▼

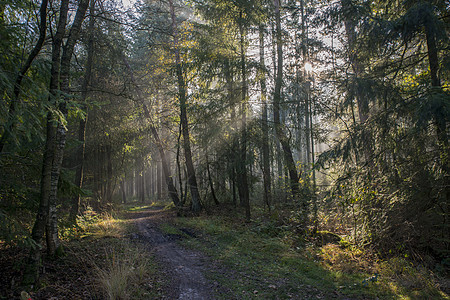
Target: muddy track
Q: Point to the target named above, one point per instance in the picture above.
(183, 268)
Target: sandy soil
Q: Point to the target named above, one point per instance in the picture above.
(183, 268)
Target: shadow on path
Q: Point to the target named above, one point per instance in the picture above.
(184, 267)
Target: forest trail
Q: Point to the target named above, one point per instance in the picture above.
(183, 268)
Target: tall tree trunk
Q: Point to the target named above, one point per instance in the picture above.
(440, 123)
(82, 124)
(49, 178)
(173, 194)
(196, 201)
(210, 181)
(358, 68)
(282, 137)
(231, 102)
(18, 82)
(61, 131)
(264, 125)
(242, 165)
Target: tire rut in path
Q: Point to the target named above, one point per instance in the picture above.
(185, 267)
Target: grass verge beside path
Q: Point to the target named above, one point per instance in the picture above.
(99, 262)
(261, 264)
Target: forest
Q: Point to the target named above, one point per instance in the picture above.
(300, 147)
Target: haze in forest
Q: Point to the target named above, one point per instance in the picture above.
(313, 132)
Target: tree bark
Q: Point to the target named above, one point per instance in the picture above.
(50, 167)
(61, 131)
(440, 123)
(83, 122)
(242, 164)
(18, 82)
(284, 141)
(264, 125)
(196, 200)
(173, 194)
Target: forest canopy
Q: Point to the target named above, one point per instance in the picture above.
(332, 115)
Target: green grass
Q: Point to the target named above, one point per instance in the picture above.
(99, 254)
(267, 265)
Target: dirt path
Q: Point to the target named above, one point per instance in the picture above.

▲
▼

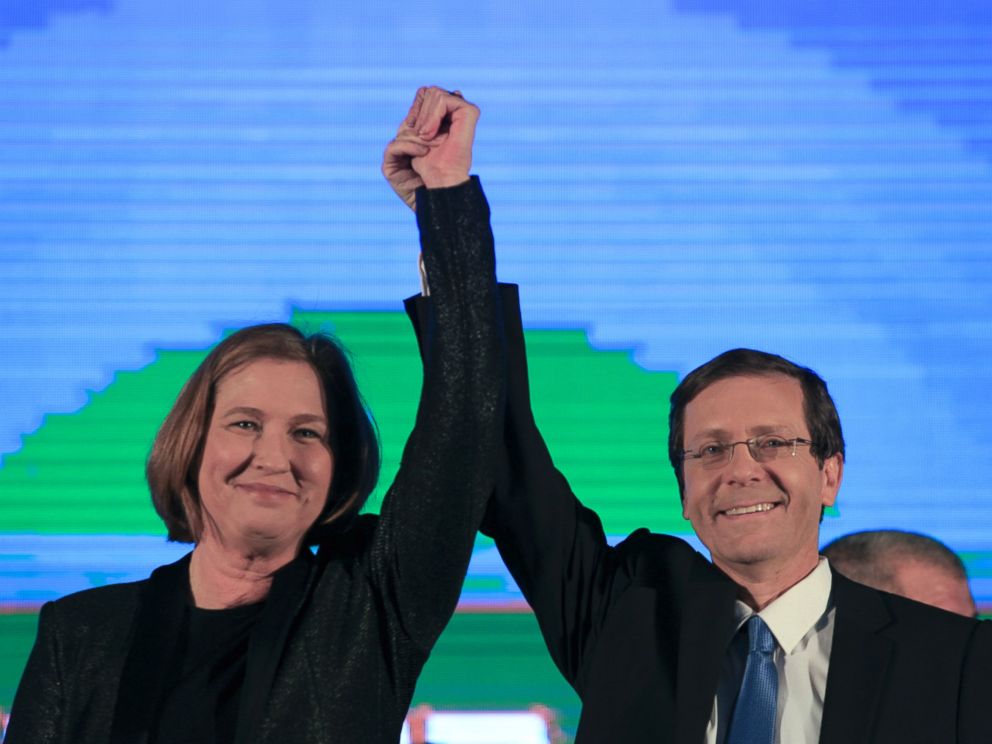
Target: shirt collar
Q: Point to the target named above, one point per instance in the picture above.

▲

--- WHAT YOU ARE ASKED TO DO ---
Please show every line of the listing above that contains the word "tree".

--- FULL SOLUTION ---
Target: tall tree trunk
Target: tree bark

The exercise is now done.